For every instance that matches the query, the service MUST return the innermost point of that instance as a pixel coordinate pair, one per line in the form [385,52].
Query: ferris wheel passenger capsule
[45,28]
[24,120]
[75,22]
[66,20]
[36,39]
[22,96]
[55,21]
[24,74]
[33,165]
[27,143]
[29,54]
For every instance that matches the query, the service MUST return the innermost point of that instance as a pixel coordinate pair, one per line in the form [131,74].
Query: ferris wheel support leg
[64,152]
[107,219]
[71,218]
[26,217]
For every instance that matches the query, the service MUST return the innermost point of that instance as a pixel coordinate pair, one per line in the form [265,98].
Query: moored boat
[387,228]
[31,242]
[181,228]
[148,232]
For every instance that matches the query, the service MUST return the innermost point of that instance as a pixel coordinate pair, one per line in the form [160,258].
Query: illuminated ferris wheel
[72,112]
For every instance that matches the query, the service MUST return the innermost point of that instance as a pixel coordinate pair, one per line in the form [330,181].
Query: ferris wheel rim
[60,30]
==
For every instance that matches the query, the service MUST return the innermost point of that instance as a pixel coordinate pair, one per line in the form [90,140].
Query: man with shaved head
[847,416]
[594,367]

» **Assignment**
Repeat exactly the lines of the listing above, from the one with "the form [265,98]." down to the one with "the form [160,258]."; both of those lines belong in the range.

» **Task response**
For every instance that matches the query, the service MUST return the innermost point of that instance as a pixel coordinate pair, one per line in the form [265,98].
Query: moored boat
[387,228]
[31,242]
[181,228]
[148,232]
For every instance that matches the query, the service MUST return the innermost point of that instance as a pixel coordinate pair, one per line in the form [160,258].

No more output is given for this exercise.